▶ [Passage provided]
The proposed Floating Bridge consists of revolutionary type of cable stayed bridges coupled with use of mega concrete floating inhabited units foundations. This system is a true pioneering development in bridge architecture and engineer; from an aesthetic point of view the system have a new pleasing shape and from engineering point of view a truly stabile Floating Cable-stayed Bridge of huge dimensions has been proposed across strait (see Fig.66);

 Fig. 66 Floating Inhabited Bridge over Messina Strait.

Structural, Architectural, Environmental and economic characteristics

Here, an overview of long study on the design and analysis of the proposed Messina Straits Floating Bridge in Italy (new generation); basically, it is the result of laborious research on floating structures and living bridges techniques that have been proposed by designers and engineers, these aspects include architectural design, structural concepts, mooring systems, environmental impact and economic benefit;

The main characteristics:

a) It uses water as foundation for the bridge decks and pylons. The proposed configuration rests on huge concrete floating inhabited units foundations that would be used as a support of commerce, work spaces, parks and transportation, generating more than 3,000,000 m² of built space assets within the two steel Living Decks that would be used also as a support of built habitable volumes of dwelling and transportation (see Fig. 67).

Fig. 67 Huge concrete floating inhabited unit foundations located in the middle of the Messina Strait to enable the passage of large ships.

The floating structures which support the pylon of the cable stayed bridge would be located in the middle of the crossing to enable the passage of large ships. These floating structures have a cylinder shape and two arcs supporting the pylon; thanks to this shape and to these arcs that the interior stress forces can distribute basically in compression stress and all the structure is more stable.

A cable stayed-bridge concept is chosen because it is an ideal field for creativeness in design to satisfy the functional requirements of the project and to obtain an aesthetically pleasing structure which complements the environment, i.e. special situations such as: the curved spans of the Living Decks can be easily solved using stays, the combination of the pylon with two arcs and six inclined cable planes will give a minor deformational effect under eccentric loads (traffic, ecc.). Furthermore, a cable stayed-bridge is much more economical, stiffer and aerodynamically safer than a comparative suspension bridge.

The combination of cable stayed and floating structure open to new concepts, ideas and design that technically and economically improve the Bridges over Straits. The proposed floating structure would be approximately 65 m high from water surface with a span length at least 500 m in the middle for ship save crossing. This revolutionary configuration represents a new dimension in Floating Bridge; this will be the first time that a truly stabile Floating Bridge in order to provide the non interruption vehicular traffic and non interruption navigation channel for Ships with more than 50.000 Dead Weight Tonnage. Thanks to this revolutionary configuration no more necessary fixed suspension bridges or movable spans to enable the passage of large ships.

▶ [Written task]
According to the floating bridge passage, about how high above the water surface would the proposed floating structure be?

▶ [Collected data entries]
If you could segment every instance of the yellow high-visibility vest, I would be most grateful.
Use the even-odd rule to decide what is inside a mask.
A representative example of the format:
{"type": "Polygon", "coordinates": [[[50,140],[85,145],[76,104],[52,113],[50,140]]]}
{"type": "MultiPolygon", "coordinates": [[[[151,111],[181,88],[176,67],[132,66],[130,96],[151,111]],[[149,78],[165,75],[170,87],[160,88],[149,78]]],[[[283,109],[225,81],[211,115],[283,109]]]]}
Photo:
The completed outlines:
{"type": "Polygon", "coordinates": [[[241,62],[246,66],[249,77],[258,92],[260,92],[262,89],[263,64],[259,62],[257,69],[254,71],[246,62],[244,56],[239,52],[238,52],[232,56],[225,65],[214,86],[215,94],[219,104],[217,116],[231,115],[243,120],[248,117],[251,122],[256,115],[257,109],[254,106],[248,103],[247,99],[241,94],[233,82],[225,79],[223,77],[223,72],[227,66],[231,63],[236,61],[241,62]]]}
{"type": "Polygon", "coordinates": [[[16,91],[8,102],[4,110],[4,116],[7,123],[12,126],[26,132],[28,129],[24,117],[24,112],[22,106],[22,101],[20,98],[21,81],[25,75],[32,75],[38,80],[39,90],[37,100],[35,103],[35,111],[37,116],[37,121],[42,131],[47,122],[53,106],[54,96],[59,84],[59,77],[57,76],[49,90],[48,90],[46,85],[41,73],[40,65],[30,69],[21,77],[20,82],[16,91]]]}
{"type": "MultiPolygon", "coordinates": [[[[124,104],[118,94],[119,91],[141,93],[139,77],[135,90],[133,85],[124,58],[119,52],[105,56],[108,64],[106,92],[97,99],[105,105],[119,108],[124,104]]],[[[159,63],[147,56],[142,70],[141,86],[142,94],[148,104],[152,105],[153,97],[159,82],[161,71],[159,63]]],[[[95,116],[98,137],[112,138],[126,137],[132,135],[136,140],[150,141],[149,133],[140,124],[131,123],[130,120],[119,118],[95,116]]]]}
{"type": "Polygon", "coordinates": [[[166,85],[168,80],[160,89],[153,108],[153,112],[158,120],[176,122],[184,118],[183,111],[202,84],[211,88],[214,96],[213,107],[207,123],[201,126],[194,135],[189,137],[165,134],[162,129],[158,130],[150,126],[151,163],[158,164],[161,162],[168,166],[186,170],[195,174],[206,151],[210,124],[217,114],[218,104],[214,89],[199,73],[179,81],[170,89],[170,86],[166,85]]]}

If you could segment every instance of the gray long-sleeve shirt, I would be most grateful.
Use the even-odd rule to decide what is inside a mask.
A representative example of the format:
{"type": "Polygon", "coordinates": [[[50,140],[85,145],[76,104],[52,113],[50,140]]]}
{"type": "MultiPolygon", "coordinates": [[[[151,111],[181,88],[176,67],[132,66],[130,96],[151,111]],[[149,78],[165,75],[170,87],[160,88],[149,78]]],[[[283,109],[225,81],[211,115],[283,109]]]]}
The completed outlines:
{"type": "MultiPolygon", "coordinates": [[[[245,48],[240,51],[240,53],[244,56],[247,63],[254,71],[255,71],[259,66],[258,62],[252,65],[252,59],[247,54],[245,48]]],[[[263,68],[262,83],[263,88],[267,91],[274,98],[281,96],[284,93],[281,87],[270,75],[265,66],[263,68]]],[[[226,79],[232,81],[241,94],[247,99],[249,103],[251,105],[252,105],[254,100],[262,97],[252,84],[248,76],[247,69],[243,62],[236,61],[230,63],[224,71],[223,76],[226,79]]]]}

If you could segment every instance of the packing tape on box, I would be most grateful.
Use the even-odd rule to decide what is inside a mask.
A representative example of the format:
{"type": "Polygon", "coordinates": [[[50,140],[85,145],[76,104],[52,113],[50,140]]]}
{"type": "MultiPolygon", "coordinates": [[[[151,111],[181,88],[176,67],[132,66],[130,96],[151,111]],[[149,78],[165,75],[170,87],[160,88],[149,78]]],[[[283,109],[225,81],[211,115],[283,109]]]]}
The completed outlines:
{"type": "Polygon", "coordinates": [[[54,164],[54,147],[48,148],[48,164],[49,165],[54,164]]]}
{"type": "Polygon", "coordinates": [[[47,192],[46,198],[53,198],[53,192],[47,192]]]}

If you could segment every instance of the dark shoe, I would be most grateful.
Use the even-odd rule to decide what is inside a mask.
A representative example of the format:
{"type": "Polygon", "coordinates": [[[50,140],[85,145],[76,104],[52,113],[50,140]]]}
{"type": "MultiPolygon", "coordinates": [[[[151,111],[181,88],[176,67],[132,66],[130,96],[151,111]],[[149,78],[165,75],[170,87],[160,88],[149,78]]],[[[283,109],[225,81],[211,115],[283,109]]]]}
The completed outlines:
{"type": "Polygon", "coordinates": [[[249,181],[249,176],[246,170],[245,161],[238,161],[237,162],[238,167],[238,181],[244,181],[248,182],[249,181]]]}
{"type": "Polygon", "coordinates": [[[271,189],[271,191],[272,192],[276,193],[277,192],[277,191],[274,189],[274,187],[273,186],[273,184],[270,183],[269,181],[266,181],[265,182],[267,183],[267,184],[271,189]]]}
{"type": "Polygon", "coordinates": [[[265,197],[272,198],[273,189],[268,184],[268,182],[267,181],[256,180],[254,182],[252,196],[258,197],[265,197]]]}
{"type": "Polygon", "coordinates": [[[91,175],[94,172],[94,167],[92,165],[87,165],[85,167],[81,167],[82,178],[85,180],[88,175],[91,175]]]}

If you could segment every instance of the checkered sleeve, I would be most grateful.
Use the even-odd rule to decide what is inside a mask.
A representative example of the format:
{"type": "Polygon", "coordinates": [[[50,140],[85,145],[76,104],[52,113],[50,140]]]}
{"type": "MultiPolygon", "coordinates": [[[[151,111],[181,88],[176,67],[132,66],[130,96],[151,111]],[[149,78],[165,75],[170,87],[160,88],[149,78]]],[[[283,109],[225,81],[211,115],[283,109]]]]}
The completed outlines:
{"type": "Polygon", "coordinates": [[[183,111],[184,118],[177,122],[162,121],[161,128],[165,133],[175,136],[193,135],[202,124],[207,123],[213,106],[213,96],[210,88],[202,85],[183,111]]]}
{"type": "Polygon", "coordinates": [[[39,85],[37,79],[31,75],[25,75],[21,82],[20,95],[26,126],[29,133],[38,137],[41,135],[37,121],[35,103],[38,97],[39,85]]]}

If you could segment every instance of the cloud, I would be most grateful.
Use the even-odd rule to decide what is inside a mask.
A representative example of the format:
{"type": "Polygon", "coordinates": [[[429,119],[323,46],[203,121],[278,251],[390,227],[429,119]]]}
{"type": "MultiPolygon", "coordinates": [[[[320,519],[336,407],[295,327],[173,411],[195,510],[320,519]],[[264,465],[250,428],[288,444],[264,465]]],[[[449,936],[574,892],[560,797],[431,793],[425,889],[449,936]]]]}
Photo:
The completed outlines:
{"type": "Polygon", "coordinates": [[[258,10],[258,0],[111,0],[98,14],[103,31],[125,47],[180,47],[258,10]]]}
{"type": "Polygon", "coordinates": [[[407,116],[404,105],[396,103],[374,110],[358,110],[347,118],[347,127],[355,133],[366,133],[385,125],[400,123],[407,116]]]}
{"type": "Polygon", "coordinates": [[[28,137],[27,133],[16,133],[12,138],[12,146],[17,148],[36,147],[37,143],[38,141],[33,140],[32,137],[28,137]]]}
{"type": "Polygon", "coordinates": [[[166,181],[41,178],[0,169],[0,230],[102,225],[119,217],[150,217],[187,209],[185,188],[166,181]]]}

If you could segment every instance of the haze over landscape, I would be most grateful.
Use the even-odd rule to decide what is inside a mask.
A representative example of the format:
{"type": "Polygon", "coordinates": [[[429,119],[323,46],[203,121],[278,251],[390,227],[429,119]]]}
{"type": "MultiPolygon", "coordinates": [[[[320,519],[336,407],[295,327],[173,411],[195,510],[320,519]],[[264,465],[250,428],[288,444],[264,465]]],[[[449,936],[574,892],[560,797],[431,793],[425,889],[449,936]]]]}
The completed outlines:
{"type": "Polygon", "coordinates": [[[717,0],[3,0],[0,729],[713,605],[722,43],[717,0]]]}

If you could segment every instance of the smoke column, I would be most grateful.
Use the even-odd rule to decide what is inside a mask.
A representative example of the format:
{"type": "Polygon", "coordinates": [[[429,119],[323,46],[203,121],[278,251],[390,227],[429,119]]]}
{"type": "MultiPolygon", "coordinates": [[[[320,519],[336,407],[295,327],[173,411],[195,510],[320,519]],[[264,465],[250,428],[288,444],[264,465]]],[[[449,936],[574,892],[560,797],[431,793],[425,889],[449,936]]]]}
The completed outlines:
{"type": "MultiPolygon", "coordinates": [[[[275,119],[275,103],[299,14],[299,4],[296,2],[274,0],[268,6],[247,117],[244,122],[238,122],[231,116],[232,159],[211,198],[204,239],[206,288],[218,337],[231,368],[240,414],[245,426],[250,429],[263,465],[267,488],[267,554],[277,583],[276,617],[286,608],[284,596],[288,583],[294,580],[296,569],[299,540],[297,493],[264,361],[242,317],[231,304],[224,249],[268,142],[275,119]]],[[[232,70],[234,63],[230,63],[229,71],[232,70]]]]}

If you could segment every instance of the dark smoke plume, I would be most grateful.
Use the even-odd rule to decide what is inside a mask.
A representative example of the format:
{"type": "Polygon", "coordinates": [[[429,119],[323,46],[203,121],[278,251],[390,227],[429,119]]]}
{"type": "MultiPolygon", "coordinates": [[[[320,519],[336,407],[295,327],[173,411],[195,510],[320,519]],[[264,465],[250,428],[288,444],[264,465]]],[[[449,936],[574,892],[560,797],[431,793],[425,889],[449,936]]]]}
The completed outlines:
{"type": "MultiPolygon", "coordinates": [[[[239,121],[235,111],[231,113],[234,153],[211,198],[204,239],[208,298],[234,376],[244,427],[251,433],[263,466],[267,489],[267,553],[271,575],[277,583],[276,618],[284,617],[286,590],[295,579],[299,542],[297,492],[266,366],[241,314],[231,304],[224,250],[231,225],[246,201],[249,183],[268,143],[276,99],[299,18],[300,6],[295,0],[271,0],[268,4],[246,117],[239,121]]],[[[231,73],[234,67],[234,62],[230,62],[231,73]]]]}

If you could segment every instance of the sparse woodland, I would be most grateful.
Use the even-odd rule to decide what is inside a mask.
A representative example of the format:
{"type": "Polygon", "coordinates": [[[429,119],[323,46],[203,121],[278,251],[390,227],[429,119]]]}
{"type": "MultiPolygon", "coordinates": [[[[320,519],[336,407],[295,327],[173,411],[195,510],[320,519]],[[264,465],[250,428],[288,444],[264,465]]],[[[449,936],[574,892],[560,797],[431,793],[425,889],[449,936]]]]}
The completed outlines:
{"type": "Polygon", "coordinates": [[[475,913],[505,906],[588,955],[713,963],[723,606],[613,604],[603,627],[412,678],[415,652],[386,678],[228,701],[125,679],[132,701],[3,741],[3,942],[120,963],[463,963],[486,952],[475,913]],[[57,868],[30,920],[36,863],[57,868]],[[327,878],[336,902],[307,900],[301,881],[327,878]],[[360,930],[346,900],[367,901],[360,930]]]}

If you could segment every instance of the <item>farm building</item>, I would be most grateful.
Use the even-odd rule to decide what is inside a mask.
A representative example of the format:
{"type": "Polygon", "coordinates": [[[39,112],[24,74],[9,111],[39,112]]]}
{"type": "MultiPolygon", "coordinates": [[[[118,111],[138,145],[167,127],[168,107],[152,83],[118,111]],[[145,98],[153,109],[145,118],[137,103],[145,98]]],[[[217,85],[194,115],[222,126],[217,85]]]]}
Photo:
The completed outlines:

▶ [Solved problem]
Approximately 65 m.